#### Record excerpts
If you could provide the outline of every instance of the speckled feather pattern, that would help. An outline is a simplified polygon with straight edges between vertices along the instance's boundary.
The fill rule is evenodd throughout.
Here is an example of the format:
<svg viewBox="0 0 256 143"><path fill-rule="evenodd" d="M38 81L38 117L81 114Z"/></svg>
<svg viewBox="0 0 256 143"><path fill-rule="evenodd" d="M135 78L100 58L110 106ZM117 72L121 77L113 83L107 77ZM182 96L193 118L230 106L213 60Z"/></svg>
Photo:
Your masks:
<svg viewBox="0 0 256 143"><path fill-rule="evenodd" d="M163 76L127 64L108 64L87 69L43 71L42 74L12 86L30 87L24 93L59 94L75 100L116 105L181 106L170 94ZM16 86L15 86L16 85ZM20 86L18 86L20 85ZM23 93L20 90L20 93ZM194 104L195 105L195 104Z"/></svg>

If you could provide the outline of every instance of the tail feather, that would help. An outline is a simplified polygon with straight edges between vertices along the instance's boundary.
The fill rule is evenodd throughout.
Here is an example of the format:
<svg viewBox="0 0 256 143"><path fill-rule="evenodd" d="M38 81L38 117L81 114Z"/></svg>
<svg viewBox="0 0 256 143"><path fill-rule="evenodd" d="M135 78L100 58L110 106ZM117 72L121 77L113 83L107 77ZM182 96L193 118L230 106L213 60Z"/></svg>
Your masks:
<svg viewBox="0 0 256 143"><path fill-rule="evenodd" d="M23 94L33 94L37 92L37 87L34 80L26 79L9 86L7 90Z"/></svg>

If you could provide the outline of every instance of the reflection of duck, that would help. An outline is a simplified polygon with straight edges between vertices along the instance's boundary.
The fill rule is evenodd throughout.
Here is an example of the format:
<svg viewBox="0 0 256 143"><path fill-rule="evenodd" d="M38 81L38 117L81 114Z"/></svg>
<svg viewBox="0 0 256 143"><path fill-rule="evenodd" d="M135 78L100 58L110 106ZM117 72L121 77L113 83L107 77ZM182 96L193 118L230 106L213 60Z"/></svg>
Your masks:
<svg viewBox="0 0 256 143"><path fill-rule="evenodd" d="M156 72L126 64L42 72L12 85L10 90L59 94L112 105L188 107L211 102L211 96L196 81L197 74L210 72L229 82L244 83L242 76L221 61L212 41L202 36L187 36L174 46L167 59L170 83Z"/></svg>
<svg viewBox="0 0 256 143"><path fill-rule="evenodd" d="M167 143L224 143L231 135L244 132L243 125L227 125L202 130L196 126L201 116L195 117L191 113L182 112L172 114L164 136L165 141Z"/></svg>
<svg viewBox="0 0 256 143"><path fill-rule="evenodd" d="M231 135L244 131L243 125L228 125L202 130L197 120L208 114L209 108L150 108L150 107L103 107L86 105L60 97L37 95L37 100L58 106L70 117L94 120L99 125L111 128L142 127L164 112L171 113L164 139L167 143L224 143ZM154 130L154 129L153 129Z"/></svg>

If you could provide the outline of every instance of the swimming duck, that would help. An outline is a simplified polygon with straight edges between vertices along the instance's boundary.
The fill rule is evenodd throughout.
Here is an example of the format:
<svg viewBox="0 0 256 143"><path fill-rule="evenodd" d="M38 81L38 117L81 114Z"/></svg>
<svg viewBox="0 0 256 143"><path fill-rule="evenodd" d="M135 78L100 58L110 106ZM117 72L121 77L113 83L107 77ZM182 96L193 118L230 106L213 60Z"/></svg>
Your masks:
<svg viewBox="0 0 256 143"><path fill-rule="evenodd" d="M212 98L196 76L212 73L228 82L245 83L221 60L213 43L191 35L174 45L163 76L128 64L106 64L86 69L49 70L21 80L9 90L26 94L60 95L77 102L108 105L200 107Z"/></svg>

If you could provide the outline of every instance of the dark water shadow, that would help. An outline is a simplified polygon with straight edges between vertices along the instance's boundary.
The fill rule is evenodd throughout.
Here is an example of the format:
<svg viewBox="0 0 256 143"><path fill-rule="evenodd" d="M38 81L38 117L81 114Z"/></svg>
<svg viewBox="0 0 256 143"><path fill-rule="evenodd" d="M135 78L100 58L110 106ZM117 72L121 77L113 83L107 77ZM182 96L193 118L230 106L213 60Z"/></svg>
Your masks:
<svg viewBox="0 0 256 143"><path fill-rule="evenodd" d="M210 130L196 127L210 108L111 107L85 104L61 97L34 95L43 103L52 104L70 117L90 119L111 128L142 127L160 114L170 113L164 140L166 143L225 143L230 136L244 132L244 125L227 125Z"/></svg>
########
● **What the task asks**
Return every line of the rows above that contains the string "edges". Matching is case-sensitive.

● **Result of the task**
If you could provide the outline of every instance of the speckled feather pattern, that would help. An outline is a simplified polygon with straight edges between vertices along the instance's boundary.
If you could provide the outline of every instance of the tail feather, that would help. An outline is a simplified polygon with straight edges between vertices along the instance's boundary.
If you could provide the outline of every instance of the reflection of duck, that would help. An outline is a simplified polygon with straight edges between vertices along the instance's boundary.
If you could provide the outline of every instance of the swimming duck, that would help. An outline is a simplified polygon with straight edges between vertices along the instance's boundary.
If you could provide the outline of every instance of the dark water shadow, that would help. An outline is a simplified polygon with straight edges between vertices along the instance's boundary.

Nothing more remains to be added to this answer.